Aim of the exercise> Somewhere below are a line with "Query: dark leather sectional sofa" and a later line with "x=245 y=240". Output exactly those lines and all lines between them.

** Opening Entries shown block **

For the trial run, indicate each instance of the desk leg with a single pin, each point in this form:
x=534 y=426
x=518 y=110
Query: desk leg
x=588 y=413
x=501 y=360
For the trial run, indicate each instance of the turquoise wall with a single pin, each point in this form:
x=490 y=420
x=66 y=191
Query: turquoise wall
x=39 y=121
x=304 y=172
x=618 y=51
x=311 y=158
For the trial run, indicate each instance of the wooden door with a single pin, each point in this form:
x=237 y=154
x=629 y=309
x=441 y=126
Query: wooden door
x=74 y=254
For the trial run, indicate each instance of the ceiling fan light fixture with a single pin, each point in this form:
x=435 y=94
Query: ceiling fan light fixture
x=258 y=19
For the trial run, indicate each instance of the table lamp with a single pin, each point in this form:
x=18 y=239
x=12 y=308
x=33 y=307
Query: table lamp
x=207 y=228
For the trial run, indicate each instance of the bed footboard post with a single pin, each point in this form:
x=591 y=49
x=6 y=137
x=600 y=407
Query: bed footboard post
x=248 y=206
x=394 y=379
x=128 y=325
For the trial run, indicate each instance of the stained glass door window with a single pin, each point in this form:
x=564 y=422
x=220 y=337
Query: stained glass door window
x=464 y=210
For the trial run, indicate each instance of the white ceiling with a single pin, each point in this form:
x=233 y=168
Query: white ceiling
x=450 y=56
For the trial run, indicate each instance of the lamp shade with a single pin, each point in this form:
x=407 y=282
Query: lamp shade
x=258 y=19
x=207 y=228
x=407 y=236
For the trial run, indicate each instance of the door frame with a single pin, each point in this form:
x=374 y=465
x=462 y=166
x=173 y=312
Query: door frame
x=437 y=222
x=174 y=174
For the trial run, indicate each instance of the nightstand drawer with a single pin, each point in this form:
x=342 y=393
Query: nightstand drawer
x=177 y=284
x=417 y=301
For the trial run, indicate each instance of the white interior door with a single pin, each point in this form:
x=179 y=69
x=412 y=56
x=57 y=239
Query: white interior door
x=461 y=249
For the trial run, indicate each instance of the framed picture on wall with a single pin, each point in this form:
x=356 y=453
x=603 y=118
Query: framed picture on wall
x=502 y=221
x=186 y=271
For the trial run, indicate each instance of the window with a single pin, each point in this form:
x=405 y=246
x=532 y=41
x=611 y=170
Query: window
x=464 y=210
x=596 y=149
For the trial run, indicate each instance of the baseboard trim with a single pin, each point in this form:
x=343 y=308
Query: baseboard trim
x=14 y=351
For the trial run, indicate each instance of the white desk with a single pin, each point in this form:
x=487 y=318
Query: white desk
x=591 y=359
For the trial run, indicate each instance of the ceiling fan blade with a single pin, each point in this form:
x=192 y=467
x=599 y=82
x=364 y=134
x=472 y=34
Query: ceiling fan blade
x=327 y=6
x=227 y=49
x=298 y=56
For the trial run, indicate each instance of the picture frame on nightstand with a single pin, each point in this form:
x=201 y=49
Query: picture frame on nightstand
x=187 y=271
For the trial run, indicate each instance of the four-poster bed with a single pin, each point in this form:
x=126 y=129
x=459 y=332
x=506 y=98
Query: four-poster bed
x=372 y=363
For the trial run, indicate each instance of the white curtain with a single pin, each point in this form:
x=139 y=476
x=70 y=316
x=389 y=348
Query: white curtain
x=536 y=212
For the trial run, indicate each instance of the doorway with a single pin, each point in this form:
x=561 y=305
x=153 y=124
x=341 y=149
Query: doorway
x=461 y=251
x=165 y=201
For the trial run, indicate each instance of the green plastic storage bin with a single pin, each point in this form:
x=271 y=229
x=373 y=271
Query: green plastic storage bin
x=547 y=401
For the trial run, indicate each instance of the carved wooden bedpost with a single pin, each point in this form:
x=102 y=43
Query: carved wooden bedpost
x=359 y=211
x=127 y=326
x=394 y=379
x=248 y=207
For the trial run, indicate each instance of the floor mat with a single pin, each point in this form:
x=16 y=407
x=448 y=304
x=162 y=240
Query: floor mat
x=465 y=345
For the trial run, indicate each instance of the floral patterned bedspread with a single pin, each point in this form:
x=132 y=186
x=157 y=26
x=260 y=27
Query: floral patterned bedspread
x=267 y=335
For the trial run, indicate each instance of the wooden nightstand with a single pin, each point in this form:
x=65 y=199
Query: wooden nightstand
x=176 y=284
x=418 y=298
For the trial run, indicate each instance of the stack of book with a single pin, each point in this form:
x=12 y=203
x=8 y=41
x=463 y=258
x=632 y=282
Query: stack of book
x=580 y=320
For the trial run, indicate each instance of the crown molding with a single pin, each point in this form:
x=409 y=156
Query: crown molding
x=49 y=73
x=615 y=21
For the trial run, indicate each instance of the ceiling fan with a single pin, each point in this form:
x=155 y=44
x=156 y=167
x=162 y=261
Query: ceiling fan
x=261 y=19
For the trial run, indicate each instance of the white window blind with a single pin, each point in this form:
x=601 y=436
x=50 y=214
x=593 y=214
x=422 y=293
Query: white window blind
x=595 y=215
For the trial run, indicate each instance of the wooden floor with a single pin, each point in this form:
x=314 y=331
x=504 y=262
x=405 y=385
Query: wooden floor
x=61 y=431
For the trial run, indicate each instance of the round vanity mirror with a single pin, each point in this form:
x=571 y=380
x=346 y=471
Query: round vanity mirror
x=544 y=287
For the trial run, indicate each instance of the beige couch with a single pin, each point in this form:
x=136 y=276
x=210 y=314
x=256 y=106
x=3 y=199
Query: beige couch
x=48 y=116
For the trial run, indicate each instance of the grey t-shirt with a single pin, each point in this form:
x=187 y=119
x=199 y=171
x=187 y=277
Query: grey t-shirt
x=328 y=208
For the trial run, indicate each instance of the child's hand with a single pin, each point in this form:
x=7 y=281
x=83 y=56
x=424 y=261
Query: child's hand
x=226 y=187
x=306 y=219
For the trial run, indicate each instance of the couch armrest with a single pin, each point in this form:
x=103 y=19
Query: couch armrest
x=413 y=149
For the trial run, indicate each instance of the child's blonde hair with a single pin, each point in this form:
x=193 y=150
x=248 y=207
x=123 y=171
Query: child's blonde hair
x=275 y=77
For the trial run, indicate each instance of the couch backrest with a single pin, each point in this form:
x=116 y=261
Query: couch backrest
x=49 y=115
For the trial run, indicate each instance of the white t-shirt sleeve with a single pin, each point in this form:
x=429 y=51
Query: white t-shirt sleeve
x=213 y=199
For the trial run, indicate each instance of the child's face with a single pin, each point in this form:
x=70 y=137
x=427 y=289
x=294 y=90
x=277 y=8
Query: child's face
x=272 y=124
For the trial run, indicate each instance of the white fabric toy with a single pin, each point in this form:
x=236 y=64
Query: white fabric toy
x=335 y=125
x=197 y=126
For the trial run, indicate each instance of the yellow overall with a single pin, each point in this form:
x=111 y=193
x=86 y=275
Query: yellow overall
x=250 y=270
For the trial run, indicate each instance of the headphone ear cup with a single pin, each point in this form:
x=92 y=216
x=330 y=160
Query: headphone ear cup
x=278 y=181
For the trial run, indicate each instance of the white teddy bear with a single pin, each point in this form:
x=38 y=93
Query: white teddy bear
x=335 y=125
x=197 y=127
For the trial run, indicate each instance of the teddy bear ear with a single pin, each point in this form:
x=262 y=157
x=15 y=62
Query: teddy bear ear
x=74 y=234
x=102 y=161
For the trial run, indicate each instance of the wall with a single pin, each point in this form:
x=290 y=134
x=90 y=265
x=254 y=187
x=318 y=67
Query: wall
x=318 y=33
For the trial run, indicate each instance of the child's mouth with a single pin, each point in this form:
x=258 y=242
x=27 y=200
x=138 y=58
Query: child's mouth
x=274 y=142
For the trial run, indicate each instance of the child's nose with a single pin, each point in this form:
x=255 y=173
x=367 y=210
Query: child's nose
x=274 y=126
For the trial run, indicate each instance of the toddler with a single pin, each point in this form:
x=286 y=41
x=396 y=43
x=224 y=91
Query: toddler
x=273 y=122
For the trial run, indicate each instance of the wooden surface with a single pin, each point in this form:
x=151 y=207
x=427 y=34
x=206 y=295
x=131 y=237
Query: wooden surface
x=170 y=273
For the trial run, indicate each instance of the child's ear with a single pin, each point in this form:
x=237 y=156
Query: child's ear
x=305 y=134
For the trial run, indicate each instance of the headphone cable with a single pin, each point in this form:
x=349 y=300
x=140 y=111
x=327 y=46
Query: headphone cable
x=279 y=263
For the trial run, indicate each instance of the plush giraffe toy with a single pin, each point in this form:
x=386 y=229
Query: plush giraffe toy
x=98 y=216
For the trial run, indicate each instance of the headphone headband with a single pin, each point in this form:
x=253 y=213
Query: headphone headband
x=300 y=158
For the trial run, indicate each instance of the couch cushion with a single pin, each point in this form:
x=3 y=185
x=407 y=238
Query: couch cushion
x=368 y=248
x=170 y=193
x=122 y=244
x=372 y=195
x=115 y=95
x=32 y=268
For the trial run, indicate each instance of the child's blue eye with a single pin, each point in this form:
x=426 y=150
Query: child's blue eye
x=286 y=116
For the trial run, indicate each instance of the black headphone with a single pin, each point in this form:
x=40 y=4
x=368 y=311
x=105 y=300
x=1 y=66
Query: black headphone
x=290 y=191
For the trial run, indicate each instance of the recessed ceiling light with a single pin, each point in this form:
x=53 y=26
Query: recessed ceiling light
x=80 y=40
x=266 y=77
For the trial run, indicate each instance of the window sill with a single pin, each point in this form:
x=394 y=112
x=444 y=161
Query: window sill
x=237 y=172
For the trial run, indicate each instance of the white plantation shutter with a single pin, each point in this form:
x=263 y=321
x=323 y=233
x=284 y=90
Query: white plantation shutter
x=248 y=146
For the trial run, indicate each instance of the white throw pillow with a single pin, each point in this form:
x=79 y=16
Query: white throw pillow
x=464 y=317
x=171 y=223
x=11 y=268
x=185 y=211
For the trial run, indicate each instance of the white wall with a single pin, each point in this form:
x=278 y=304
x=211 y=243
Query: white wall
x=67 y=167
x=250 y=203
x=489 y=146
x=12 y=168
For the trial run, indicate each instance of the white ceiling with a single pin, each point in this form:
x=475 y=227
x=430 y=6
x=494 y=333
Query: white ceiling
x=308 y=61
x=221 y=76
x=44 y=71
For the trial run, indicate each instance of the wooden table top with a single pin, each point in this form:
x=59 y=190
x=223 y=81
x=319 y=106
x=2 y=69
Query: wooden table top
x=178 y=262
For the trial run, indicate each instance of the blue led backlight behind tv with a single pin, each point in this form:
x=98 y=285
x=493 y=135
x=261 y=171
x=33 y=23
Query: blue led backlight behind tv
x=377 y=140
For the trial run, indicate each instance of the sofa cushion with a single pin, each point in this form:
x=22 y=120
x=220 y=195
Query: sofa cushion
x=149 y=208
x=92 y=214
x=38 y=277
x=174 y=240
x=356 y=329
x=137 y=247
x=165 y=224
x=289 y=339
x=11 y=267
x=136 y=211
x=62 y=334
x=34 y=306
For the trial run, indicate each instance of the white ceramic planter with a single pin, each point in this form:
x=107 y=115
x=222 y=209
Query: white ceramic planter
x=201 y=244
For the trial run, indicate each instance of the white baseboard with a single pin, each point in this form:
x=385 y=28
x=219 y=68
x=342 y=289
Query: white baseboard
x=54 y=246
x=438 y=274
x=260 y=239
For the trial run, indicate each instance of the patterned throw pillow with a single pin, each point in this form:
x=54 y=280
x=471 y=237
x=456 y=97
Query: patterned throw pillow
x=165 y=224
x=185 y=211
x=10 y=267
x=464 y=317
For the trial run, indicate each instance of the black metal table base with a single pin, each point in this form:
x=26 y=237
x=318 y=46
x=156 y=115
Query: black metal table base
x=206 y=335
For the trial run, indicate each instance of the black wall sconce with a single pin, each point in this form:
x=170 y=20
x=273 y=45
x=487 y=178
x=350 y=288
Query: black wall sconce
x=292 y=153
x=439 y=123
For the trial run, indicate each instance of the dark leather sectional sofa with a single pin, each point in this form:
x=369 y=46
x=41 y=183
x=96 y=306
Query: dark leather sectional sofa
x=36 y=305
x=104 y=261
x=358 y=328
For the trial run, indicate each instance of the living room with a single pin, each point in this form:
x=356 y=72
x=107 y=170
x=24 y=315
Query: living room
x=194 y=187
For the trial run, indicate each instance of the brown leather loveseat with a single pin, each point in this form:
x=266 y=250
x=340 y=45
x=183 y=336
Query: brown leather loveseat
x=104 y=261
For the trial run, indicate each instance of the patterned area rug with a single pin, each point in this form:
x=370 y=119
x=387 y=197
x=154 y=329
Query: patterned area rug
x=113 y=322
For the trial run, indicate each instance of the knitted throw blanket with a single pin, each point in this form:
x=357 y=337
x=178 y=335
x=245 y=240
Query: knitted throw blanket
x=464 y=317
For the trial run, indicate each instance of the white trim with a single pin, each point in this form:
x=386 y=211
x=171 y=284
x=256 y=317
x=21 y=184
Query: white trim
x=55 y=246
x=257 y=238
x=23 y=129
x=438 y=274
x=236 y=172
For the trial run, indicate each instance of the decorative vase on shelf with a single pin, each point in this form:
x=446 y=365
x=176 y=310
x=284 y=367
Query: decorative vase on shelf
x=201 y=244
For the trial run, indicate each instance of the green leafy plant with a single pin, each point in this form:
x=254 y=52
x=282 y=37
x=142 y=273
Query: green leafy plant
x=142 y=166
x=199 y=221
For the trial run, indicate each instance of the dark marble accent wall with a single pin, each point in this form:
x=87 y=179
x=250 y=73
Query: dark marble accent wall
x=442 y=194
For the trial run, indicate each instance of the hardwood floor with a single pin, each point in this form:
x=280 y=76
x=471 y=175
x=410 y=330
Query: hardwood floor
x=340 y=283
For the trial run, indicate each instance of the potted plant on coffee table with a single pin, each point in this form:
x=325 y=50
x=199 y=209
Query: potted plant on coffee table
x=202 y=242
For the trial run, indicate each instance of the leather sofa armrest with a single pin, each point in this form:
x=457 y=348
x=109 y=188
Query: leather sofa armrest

** Closing Entries shown block **

Task solution>
Query: dark leather sectional sofa
x=36 y=305
x=104 y=261
x=358 y=328
For the trial run, indicate each instance of the living room with a single pin, each point in this form:
x=356 y=72
x=107 y=170
x=24 y=315
Query: living room
x=194 y=187
For the trial run, indicate each instance of the brown leather loveseat with a single pin, each point in this form:
x=266 y=250
x=340 y=45
x=183 y=336
Query: brown leather loveseat
x=104 y=261
For the trial run, indicate each instance of the patterned area rug with a single pin, each point in this form:
x=370 y=119
x=387 y=197
x=154 y=329
Query: patterned area rug
x=113 y=322
For the trial run, indicate each instance of the knitted throw blanket with a single pin, each point in this form:
x=357 y=337
x=178 y=335
x=245 y=240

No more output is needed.